Instructions to follow:
Scan the entries below for the word "black" and copy every line where it turns up.

Dataset entries:
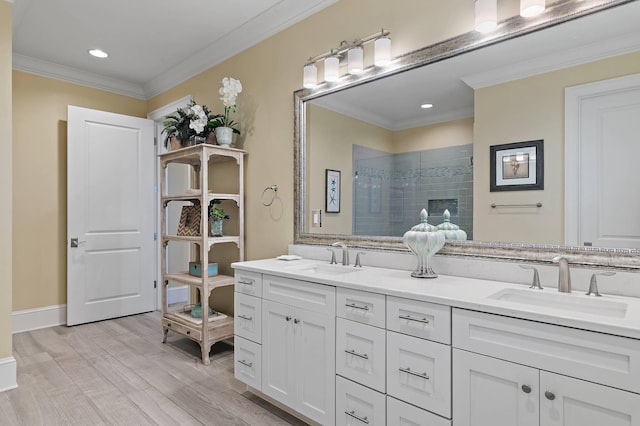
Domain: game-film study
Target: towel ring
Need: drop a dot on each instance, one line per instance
(273, 188)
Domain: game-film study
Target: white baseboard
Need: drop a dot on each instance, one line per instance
(8, 374)
(34, 319)
(177, 294)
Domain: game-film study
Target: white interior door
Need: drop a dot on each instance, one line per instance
(111, 210)
(602, 152)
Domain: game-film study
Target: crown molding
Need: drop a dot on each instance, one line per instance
(76, 76)
(236, 41)
(596, 51)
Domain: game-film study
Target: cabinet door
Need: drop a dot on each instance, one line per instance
(489, 391)
(315, 365)
(278, 357)
(565, 401)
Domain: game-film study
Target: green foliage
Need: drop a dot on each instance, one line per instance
(217, 213)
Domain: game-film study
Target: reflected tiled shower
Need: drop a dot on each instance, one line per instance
(391, 189)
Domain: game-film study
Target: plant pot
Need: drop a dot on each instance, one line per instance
(216, 227)
(224, 135)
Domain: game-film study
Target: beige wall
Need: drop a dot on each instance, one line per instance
(440, 135)
(6, 234)
(524, 110)
(40, 183)
(334, 135)
(271, 71)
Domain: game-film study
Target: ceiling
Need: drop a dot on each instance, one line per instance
(394, 102)
(153, 44)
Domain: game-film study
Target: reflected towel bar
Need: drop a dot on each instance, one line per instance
(538, 204)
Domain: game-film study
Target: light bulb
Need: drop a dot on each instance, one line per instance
(355, 59)
(331, 68)
(486, 15)
(310, 76)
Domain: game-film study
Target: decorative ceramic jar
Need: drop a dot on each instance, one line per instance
(216, 227)
(450, 230)
(224, 135)
(424, 240)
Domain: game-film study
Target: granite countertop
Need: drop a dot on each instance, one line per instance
(605, 314)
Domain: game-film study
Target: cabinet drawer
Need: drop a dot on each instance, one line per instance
(401, 413)
(360, 353)
(597, 357)
(247, 317)
(247, 362)
(421, 319)
(357, 405)
(248, 282)
(300, 294)
(361, 306)
(419, 372)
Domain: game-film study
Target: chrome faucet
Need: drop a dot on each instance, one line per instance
(564, 276)
(345, 252)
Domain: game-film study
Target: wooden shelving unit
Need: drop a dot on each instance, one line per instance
(208, 329)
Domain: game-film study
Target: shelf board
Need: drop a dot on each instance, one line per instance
(198, 239)
(196, 196)
(214, 281)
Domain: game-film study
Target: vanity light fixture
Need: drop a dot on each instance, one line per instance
(486, 15)
(98, 53)
(331, 68)
(530, 8)
(355, 60)
(354, 54)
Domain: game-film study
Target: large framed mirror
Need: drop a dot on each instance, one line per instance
(487, 90)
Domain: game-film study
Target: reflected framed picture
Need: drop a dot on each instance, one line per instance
(517, 166)
(332, 187)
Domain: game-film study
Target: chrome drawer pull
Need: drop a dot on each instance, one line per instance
(353, 352)
(410, 318)
(413, 373)
(353, 414)
(354, 306)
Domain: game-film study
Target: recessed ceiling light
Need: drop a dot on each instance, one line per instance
(98, 53)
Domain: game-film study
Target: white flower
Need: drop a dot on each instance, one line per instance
(198, 118)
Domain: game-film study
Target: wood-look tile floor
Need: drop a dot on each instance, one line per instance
(118, 372)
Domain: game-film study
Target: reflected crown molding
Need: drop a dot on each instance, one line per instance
(562, 11)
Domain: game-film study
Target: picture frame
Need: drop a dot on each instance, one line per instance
(332, 190)
(189, 225)
(517, 166)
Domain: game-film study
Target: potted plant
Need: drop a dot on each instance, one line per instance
(189, 126)
(216, 215)
(224, 126)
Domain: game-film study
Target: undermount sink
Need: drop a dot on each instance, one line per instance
(564, 301)
(327, 269)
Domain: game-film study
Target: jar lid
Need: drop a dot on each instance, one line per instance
(424, 226)
(447, 225)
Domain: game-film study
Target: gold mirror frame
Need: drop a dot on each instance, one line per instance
(562, 11)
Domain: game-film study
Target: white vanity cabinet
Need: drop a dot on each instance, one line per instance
(531, 384)
(298, 346)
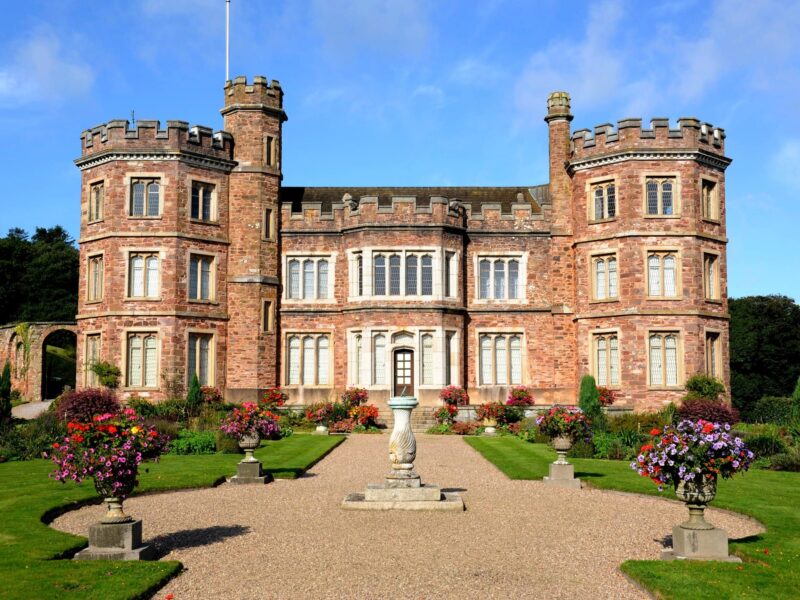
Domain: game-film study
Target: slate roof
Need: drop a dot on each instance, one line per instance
(476, 197)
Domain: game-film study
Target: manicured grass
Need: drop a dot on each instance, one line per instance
(28, 496)
(770, 568)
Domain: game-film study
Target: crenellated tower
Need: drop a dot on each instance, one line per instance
(253, 115)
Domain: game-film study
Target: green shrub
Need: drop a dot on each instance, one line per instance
(194, 442)
(765, 445)
(772, 409)
(703, 386)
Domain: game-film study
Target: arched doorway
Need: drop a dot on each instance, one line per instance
(58, 362)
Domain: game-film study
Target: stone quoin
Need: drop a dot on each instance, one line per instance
(195, 258)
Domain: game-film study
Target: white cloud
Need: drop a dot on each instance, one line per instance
(44, 69)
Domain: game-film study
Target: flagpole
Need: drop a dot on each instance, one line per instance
(227, 39)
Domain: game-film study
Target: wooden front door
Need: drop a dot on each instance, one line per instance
(403, 373)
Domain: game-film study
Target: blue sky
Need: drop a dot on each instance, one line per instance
(407, 92)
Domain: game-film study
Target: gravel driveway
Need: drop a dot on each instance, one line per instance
(290, 539)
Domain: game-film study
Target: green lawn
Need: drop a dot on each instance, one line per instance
(28, 497)
(771, 567)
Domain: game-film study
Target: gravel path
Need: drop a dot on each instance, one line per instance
(290, 539)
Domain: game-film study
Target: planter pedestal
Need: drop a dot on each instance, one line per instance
(116, 541)
(403, 489)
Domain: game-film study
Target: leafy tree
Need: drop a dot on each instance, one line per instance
(765, 348)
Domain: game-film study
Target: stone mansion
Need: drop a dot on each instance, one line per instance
(196, 259)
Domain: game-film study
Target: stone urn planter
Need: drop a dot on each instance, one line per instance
(249, 443)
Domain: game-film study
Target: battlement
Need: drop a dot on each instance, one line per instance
(148, 135)
(629, 134)
(261, 92)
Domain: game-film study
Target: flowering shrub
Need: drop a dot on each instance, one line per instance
(520, 396)
(248, 420)
(355, 396)
(454, 394)
(366, 415)
(109, 448)
(690, 451)
(491, 410)
(607, 396)
(446, 414)
(273, 398)
(569, 421)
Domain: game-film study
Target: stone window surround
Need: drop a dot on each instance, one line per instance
(141, 390)
(126, 252)
(676, 193)
(716, 294)
(163, 183)
(215, 186)
(647, 251)
(89, 188)
(440, 336)
(215, 258)
(212, 353)
(437, 253)
(301, 256)
(301, 333)
(87, 374)
(716, 203)
(102, 255)
(593, 334)
(589, 186)
(593, 256)
(494, 332)
(522, 283)
(679, 333)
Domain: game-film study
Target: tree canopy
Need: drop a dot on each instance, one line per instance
(38, 276)
(765, 348)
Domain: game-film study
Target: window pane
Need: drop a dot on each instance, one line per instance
(613, 359)
(516, 360)
(669, 276)
(379, 278)
(499, 279)
(394, 274)
(666, 198)
(294, 279)
(611, 200)
(486, 360)
(671, 351)
(152, 199)
(485, 269)
(411, 275)
(427, 275)
(652, 198)
(600, 279)
(379, 359)
(602, 362)
(294, 360)
(322, 360)
(308, 360)
(656, 374)
(322, 279)
(500, 361)
(654, 275)
(427, 359)
(137, 200)
(308, 279)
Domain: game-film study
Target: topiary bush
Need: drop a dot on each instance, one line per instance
(83, 405)
(695, 409)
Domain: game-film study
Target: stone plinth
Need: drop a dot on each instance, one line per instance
(563, 475)
(250, 472)
(699, 544)
(116, 541)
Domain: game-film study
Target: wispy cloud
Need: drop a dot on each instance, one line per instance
(44, 69)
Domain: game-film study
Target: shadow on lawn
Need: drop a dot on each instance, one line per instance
(192, 538)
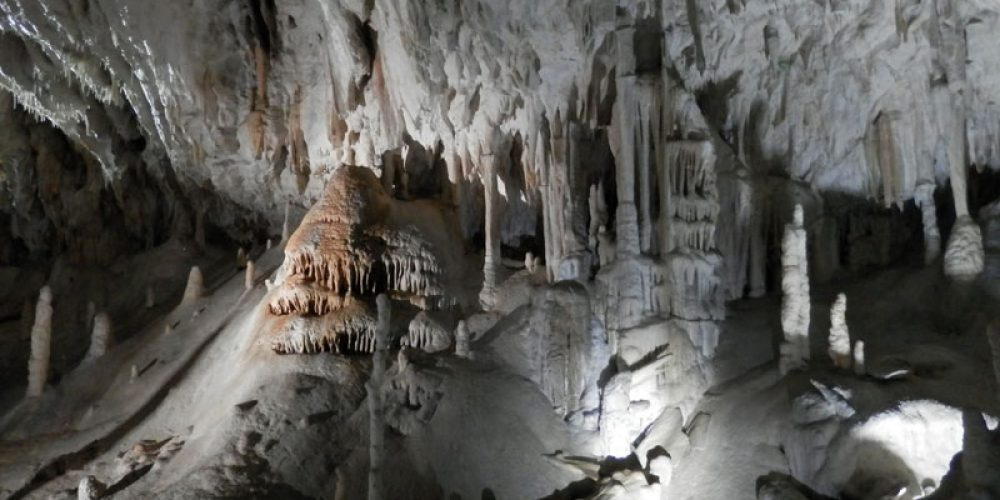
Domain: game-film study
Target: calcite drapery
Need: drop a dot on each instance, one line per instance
(354, 243)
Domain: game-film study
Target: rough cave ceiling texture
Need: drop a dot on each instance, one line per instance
(256, 101)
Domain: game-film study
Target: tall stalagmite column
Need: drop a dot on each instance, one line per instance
(491, 261)
(41, 344)
(376, 442)
(627, 108)
(100, 338)
(964, 256)
(924, 196)
(795, 301)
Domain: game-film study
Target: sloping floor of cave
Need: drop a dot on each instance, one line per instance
(229, 416)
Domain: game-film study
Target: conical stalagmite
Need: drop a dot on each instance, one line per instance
(195, 287)
(101, 337)
(248, 278)
(41, 344)
(840, 340)
(376, 445)
(795, 298)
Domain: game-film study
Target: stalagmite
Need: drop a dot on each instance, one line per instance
(90, 489)
(627, 109)
(924, 197)
(964, 257)
(462, 348)
(376, 446)
(598, 214)
(993, 336)
(241, 257)
(859, 357)
(199, 229)
(840, 340)
(101, 337)
(194, 289)
(41, 339)
(248, 276)
(491, 262)
(91, 312)
(795, 299)
(285, 228)
(605, 247)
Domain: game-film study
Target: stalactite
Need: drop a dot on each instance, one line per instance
(101, 338)
(41, 344)
(376, 445)
(839, 339)
(795, 302)
(195, 287)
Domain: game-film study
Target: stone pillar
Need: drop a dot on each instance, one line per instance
(924, 196)
(376, 444)
(100, 338)
(627, 108)
(41, 344)
(491, 261)
(795, 300)
(195, 287)
(839, 339)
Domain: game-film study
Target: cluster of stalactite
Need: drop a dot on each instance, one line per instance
(351, 246)
(348, 329)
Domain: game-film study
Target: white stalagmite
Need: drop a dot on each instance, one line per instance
(195, 287)
(199, 229)
(795, 299)
(248, 278)
(89, 489)
(41, 344)
(285, 228)
(840, 339)
(924, 197)
(462, 348)
(241, 257)
(376, 444)
(628, 111)
(859, 357)
(487, 297)
(993, 335)
(101, 337)
(964, 258)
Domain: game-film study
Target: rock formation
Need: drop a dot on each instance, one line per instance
(839, 339)
(41, 344)
(795, 295)
(101, 338)
(195, 288)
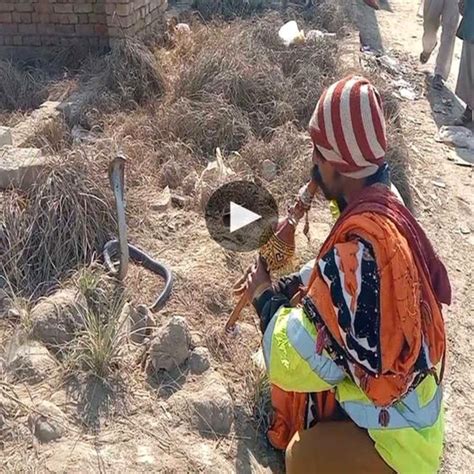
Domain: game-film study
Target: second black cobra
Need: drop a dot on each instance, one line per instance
(122, 248)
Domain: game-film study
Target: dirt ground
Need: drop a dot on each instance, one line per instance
(128, 424)
(445, 212)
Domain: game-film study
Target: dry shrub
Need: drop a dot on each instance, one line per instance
(250, 68)
(61, 223)
(227, 9)
(243, 76)
(126, 77)
(20, 89)
(310, 69)
(52, 135)
(205, 125)
(290, 150)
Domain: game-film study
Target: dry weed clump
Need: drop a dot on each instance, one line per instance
(98, 347)
(227, 9)
(290, 149)
(126, 77)
(20, 89)
(61, 223)
(205, 125)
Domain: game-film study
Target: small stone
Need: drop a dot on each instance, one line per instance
(31, 363)
(189, 183)
(208, 407)
(25, 131)
(5, 303)
(170, 348)
(199, 360)
(47, 422)
(5, 136)
(20, 167)
(178, 201)
(170, 175)
(57, 318)
(163, 203)
(141, 323)
(269, 170)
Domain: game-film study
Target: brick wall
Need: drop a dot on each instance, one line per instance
(26, 24)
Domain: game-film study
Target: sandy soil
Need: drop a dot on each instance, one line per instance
(445, 212)
(126, 425)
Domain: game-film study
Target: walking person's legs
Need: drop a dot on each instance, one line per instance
(465, 85)
(449, 25)
(431, 22)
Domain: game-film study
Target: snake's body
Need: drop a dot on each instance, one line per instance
(126, 251)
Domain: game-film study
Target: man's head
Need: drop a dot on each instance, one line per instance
(348, 133)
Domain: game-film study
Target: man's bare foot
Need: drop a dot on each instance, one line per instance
(438, 82)
(465, 119)
(424, 57)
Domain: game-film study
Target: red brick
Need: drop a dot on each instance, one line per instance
(101, 30)
(32, 40)
(6, 7)
(85, 30)
(6, 18)
(84, 8)
(21, 17)
(24, 7)
(68, 30)
(27, 29)
(8, 29)
(63, 8)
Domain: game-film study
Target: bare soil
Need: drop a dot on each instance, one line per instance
(125, 424)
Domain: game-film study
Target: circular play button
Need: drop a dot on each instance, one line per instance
(239, 215)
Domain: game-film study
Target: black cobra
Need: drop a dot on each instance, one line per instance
(121, 247)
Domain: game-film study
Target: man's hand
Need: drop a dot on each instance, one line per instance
(254, 282)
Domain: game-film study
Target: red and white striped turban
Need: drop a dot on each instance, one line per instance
(348, 127)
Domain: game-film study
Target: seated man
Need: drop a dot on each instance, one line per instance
(356, 367)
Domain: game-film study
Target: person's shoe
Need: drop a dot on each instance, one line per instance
(373, 4)
(465, 119)
(424, 57)
(438, 82)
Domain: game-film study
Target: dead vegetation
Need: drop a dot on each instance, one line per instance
(20, 87)
(235, 87)
(63, 222)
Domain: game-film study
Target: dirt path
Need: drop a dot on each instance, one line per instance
(445, 209)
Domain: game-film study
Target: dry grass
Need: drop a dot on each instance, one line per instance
(126, 77)
(205, 125)
(99, 345)
(61, 223)
(20, 89)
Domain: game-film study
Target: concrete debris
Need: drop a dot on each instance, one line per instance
(171, 346)
(208, 407)
(269, 170)
(189, 183)
(20, 167)
(47, 422)
(200, 360)
(170, 175)
(163, 202)
(31, 363)
(5, 136)
(80, 135)
(140, 322)
(460, 137)
(57, 318)
(26, 130)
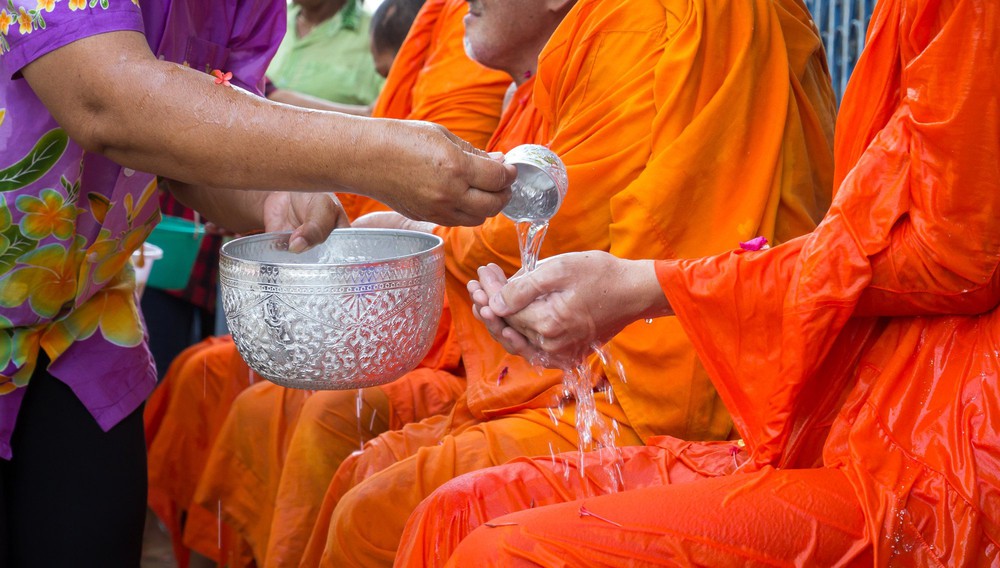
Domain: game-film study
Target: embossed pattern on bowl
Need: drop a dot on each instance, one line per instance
(359, 310)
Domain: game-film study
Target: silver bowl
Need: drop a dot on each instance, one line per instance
(357, 311)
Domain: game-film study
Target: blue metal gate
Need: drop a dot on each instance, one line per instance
(842, 25)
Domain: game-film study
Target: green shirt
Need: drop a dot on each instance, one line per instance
(333, 62)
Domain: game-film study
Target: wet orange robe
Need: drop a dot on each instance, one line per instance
(860, 362)
(182, 423)
(431, 79)
(653, 116)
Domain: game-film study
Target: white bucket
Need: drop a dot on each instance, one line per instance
(143, 260)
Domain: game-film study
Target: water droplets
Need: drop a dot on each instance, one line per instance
(529, 237)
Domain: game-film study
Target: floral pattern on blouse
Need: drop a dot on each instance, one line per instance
(75, 287)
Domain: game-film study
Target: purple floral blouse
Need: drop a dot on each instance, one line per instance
(69, 221)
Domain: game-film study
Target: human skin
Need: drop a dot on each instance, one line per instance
(162, 118)
(555, 314)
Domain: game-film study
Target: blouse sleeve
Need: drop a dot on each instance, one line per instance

Solution to this problem:
Target: second black cobra
Target: black cobra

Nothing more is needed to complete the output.